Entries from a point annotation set
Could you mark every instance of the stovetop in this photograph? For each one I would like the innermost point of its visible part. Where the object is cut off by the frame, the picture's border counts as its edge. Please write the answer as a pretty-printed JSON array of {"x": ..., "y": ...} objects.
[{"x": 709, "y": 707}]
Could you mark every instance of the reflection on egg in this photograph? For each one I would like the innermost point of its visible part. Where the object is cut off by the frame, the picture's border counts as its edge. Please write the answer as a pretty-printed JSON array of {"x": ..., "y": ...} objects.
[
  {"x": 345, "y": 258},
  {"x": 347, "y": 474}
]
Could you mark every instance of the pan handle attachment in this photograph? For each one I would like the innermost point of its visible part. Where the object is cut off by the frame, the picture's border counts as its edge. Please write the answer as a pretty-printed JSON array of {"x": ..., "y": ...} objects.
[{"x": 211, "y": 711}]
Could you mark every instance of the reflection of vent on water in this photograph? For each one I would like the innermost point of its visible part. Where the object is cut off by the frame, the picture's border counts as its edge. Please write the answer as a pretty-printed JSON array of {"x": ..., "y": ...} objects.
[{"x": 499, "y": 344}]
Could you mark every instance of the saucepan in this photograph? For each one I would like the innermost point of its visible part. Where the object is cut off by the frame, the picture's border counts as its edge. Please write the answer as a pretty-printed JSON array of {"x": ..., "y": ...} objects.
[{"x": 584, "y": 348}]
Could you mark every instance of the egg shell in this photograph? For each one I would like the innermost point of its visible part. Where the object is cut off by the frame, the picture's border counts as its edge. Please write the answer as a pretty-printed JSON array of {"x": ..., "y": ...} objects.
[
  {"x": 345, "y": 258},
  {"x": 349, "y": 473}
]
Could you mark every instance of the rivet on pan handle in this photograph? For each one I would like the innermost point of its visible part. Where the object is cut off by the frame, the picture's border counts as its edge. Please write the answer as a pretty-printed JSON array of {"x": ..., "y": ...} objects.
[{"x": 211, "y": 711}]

▶ **What the exercise asks**
Rescale the lines of the listing from the line containing "Could you mark every instance of the egg" through the end of the listing, inclusive. Reproduce those lines, requests included, and multiply every x and y coordinate in the answers by 0.55, rounding to the nearest whole number with halves rounded up.

▶ **Solution to the exercise**
Could you mark every instance of the egg shell in this photograph? For each one I would like the innermost point of its visible part. Where the object is cut off by the frame, the picture's border counts as its edge. Please write the answer as a pretty-printed JSON array of {"x": ..., "y": ...} objects.
[
  {"x": 190, "y": 142},
  {"x": 192, "y": 260}
]
Could you mark every instance of the rivet on pan handle in this photograph? For each one I would like the innermost point of its visible part. Where the object is cut off by the frame, the picture's border counts as its edge. Please write the answer as a pretty-printed JSON array of {"x": ..., "y": ...} objects.
[{"x": 116, "y": 391}]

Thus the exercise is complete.